━━━ Given data ━━━
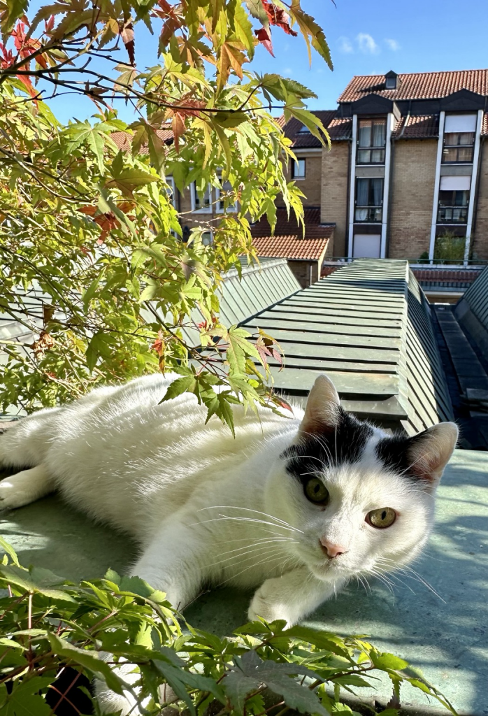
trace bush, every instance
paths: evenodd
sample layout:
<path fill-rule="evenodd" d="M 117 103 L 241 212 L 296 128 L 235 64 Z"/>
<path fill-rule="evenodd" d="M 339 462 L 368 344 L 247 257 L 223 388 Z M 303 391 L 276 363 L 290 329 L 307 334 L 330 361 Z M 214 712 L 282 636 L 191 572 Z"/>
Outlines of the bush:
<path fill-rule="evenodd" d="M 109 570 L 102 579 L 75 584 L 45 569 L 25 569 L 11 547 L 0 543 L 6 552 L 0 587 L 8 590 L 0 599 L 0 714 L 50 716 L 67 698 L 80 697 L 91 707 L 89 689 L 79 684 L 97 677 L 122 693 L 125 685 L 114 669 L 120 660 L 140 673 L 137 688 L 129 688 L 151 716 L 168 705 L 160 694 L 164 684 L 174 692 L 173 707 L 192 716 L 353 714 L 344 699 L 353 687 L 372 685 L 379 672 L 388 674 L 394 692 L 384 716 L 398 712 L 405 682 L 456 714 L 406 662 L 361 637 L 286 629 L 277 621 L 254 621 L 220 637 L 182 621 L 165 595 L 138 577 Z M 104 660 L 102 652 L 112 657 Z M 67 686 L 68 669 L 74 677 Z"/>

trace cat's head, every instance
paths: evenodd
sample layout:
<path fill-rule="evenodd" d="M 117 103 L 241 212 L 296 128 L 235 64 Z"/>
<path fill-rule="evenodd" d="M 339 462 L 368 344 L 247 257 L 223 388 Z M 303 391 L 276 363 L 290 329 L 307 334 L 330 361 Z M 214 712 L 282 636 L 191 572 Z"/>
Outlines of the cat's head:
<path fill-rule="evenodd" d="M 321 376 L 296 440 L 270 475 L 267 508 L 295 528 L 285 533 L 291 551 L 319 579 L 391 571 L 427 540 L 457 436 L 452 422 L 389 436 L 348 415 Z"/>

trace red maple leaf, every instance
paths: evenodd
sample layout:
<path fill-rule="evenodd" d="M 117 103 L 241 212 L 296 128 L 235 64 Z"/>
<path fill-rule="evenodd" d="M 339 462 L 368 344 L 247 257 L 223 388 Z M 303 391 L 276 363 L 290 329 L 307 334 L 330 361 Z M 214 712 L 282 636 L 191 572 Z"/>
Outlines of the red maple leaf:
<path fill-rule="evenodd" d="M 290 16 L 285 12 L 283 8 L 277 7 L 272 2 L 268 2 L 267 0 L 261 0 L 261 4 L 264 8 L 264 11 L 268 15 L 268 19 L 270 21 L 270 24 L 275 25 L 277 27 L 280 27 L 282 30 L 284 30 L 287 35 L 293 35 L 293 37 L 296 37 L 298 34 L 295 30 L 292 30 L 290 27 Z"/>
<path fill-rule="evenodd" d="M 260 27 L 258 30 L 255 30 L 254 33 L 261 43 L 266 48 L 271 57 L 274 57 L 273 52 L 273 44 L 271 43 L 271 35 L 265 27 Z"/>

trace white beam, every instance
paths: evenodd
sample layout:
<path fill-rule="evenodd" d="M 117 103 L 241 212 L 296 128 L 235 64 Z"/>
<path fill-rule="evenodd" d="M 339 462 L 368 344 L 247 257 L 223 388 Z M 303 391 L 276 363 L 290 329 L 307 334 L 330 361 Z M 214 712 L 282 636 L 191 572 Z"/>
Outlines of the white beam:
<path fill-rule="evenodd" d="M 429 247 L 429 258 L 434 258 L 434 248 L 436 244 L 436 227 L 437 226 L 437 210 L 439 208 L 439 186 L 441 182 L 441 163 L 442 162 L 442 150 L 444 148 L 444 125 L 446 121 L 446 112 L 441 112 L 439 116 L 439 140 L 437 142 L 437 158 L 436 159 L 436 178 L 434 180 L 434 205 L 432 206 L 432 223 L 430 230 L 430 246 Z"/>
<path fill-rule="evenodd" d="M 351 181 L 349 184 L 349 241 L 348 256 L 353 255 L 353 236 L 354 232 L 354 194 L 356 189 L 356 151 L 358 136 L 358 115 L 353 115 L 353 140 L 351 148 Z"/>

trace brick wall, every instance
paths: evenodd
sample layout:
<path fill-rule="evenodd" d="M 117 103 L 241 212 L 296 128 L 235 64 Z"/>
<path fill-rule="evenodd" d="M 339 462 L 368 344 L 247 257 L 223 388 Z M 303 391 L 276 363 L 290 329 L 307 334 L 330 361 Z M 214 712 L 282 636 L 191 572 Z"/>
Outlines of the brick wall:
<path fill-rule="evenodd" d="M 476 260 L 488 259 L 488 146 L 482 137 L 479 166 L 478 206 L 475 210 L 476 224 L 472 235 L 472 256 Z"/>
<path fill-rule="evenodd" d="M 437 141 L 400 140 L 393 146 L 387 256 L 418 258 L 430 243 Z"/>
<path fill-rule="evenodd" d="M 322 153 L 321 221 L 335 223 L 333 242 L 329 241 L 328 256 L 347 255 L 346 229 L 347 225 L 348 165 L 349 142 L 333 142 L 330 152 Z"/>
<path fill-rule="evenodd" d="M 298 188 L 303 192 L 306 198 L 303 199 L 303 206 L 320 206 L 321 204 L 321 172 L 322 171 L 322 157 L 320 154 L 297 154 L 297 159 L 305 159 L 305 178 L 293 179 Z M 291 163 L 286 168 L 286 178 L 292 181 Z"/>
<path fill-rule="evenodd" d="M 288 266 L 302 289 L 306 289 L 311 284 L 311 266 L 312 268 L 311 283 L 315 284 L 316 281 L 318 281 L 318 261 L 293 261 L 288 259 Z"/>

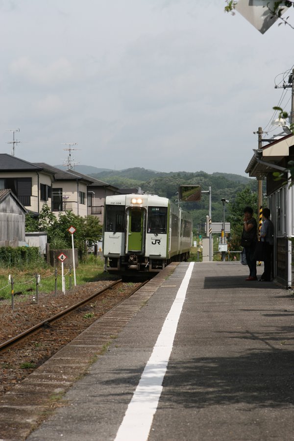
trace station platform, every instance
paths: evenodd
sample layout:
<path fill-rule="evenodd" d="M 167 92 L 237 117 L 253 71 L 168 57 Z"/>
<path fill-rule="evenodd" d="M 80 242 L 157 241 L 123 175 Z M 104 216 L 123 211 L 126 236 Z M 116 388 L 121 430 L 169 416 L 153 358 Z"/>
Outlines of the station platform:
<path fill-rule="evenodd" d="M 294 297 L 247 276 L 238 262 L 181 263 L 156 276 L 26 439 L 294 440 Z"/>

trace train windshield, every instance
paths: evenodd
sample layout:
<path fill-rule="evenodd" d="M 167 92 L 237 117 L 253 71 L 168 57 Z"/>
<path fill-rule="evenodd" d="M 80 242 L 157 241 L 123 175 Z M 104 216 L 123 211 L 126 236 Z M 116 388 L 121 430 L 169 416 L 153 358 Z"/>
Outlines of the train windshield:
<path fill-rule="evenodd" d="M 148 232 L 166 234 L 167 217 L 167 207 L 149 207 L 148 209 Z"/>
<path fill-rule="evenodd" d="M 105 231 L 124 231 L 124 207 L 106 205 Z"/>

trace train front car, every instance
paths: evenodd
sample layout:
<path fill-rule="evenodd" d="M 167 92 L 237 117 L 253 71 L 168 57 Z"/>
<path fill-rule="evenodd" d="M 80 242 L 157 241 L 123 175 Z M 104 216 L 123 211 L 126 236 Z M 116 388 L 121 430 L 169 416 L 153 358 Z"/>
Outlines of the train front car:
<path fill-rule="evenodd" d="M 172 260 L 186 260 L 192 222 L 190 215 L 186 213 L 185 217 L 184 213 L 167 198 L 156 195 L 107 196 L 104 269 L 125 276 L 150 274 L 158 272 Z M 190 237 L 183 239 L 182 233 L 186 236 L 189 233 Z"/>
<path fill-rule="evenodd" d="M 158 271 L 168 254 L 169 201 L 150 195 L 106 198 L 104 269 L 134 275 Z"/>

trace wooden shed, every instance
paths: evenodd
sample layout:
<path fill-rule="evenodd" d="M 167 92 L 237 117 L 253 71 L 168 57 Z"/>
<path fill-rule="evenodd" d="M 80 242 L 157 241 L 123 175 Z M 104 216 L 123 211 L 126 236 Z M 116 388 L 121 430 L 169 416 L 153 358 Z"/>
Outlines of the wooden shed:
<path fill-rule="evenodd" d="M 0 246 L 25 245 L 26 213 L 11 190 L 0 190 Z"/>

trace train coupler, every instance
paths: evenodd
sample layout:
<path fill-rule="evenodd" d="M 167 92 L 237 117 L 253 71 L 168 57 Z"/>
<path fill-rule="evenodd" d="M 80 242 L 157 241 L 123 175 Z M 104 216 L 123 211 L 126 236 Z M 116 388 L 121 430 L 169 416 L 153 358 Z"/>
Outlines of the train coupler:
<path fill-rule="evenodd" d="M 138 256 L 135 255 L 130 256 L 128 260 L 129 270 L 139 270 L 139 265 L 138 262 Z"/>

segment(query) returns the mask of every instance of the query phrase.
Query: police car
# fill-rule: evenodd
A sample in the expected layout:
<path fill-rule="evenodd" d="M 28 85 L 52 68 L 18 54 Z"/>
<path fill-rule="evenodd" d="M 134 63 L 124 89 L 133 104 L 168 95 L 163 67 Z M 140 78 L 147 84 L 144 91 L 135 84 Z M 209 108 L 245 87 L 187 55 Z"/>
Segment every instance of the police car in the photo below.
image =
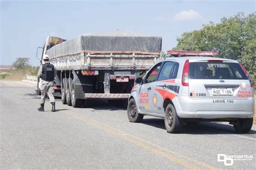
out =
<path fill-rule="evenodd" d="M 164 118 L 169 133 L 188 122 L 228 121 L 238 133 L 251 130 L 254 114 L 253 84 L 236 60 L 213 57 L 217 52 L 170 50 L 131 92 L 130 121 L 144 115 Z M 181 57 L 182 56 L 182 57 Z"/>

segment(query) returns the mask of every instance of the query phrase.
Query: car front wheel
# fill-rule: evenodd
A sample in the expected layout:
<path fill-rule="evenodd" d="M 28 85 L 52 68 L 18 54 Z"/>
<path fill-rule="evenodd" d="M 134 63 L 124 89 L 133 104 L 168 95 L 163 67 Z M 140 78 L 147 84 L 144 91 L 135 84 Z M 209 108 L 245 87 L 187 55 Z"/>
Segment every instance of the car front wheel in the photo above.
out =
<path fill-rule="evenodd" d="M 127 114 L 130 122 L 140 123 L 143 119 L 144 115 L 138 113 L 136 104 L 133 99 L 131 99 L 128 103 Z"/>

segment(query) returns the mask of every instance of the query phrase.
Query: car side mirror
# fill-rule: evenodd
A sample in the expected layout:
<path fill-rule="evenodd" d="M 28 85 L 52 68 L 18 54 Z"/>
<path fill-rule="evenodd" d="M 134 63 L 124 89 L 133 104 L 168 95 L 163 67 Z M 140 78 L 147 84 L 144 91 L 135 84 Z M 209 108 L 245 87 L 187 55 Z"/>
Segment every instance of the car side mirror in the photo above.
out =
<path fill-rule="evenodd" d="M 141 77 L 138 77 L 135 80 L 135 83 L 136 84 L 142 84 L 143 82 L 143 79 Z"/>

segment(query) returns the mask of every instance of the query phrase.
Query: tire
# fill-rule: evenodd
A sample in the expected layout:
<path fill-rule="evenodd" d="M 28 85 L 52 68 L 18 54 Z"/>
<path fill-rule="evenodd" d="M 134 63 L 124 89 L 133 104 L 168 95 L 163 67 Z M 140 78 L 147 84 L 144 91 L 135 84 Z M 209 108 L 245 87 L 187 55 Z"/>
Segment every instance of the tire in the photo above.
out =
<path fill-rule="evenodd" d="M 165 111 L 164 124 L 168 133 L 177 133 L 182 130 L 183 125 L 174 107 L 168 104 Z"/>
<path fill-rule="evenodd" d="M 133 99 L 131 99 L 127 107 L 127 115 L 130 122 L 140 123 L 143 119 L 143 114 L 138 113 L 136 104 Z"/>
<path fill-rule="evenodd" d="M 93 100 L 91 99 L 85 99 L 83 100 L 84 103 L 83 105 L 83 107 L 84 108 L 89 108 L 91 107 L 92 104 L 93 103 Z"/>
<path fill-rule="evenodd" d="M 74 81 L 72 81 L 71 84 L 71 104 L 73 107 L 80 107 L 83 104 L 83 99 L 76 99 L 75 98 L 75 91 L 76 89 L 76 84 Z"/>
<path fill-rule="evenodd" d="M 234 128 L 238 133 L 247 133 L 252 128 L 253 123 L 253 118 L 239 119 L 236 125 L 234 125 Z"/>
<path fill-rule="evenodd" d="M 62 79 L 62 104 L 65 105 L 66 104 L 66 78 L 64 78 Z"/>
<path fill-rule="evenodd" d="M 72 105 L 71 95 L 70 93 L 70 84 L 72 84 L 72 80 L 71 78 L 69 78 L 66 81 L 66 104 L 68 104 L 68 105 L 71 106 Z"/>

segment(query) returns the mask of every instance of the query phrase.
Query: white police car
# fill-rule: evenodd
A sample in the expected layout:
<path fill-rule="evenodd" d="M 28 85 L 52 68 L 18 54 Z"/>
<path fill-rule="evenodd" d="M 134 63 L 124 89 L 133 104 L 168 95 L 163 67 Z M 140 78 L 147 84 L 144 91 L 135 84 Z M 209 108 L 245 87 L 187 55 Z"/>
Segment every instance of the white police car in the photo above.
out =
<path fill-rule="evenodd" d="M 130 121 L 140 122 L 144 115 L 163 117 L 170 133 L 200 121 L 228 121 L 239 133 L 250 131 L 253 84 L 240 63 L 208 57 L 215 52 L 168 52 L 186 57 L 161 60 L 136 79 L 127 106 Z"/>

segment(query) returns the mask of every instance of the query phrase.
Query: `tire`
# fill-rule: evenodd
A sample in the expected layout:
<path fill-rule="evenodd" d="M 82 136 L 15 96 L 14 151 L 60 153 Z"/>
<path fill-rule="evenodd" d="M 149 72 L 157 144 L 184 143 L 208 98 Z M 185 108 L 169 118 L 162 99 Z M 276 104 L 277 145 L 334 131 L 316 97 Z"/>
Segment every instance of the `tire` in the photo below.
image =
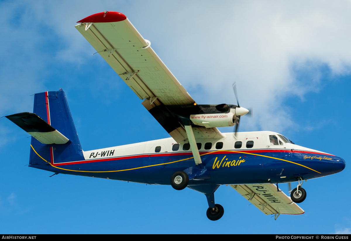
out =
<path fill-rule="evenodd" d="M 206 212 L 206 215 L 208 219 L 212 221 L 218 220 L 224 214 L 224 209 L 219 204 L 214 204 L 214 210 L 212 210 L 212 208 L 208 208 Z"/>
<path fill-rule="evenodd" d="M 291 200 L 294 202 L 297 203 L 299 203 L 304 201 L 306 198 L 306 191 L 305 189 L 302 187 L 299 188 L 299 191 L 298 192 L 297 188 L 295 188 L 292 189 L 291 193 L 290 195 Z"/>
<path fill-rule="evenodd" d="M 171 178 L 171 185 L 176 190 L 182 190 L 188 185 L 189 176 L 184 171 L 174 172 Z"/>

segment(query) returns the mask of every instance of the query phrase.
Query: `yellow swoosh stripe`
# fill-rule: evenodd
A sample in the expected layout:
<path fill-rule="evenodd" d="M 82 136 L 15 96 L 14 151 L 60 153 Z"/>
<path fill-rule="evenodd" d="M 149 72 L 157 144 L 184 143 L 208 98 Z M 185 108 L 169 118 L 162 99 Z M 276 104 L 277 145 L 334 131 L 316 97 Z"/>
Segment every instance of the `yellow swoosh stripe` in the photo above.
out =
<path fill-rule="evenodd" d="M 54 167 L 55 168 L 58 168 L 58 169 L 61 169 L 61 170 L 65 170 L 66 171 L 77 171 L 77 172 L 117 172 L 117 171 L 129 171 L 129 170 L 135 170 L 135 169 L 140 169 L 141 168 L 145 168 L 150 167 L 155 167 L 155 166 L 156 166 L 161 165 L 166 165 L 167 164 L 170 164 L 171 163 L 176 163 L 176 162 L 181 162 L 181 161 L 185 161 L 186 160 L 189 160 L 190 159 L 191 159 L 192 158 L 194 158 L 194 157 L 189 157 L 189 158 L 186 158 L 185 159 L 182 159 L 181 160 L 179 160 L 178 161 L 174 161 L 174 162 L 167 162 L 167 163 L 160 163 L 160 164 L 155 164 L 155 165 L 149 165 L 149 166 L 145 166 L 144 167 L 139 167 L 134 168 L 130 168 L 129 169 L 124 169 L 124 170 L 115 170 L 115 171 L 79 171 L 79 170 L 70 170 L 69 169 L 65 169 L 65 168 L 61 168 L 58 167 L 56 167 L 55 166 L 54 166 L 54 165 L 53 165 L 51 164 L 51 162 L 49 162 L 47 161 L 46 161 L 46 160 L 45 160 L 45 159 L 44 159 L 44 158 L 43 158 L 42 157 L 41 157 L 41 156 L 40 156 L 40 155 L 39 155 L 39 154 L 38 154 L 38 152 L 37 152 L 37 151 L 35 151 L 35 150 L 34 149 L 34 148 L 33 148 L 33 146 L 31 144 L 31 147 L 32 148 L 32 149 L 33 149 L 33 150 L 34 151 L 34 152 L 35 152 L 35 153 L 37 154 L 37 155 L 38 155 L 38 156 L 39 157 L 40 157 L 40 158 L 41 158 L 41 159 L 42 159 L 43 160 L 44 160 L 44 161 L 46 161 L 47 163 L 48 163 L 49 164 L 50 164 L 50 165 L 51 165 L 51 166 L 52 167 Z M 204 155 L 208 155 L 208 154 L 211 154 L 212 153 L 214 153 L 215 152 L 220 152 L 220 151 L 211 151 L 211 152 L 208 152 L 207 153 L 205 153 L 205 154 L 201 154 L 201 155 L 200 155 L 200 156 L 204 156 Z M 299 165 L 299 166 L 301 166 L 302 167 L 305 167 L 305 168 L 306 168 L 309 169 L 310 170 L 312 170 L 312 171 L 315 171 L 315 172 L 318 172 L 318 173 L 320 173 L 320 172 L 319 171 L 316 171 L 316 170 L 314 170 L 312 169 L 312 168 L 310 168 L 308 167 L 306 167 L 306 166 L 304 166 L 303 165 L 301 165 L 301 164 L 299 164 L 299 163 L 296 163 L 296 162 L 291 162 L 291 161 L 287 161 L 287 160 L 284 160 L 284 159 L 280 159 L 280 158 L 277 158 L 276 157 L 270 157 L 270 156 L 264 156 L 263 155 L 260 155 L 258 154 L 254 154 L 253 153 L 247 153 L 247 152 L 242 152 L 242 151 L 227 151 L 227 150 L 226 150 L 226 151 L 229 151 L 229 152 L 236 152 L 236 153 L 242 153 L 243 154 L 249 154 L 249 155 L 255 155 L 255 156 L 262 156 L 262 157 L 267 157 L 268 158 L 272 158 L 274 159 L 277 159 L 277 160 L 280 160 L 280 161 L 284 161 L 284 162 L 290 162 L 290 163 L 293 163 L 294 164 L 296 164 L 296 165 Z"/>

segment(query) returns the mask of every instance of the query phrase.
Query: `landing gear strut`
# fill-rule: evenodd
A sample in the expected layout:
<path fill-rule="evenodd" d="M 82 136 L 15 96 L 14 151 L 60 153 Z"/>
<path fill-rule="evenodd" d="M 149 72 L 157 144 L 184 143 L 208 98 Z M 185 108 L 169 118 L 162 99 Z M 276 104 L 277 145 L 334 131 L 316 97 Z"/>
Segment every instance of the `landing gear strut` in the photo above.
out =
━━━
### [What the task asks]
Put the data from the line with "trace cat's head, every instance" through the line with "321 376 L 296", both ends included, into a Markdown table with the columns Row and Data line. Give each line its own numbered row, leave out blank lines, and include no other lines.

### [Task answer]
| Row | Data line |
|---|---|
| 1 | trace cat's head, every instance |
| 2 | paths: evenodd |
| 3 | sample layout: |
| 4 | <path fill-rule="evenodd" d="M 117 103 L 241 212 L 296 128 L 235 64 Z"/> |
| 5 | <path fill-rule="evenodd" d="M 339 462 L 368 344 L 247 257 L 223 388 Z M 303 391 L 276 363 L 290 329 L 307 334 L 330 361 Z M 214 712 L 282 636 L 191 572 Z"/> |
| 6 | Outlines of the cat's head: |
| 7 | <path fill-rule="evenodd" d="M 321 376 L 296 440 L 270 475 L 267 508 L 295 528 L 285 533 L 291 551 L 319 579 L 391 571 L 427 540 L 457 436 L 452 422 L 389 436 L 348 415 Z"/> |